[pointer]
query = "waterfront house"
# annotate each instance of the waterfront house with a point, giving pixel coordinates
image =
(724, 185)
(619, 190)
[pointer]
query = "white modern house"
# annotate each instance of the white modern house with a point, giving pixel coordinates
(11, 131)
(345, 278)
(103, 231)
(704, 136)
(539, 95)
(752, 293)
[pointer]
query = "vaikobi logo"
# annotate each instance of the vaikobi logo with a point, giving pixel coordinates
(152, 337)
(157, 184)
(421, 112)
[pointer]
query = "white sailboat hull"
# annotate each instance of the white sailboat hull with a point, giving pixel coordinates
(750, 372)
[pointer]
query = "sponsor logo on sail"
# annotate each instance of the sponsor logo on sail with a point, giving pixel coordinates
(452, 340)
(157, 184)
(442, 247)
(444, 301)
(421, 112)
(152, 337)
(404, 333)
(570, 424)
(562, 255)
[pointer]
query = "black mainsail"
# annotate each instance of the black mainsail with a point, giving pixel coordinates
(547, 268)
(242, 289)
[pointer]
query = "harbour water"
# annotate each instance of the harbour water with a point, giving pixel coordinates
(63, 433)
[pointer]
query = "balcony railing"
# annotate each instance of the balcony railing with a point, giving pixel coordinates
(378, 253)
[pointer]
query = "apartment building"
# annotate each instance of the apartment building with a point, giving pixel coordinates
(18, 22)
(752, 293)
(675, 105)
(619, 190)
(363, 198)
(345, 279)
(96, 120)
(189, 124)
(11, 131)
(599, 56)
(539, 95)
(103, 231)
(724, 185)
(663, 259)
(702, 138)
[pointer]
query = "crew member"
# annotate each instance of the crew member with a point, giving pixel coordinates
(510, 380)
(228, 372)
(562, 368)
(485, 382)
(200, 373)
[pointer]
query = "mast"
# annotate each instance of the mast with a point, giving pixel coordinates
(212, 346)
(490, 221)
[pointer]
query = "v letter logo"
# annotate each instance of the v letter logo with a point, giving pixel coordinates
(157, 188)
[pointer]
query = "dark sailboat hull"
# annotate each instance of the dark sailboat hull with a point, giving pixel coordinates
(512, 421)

......

AIM —
Please pick out and copy every line in the records above that contains the word "balcony".

RESULT FOR THIS EXERCISE —
query = "balcony railing"
# annotate each instance of the balcony railing with a point, giving pixel coordinates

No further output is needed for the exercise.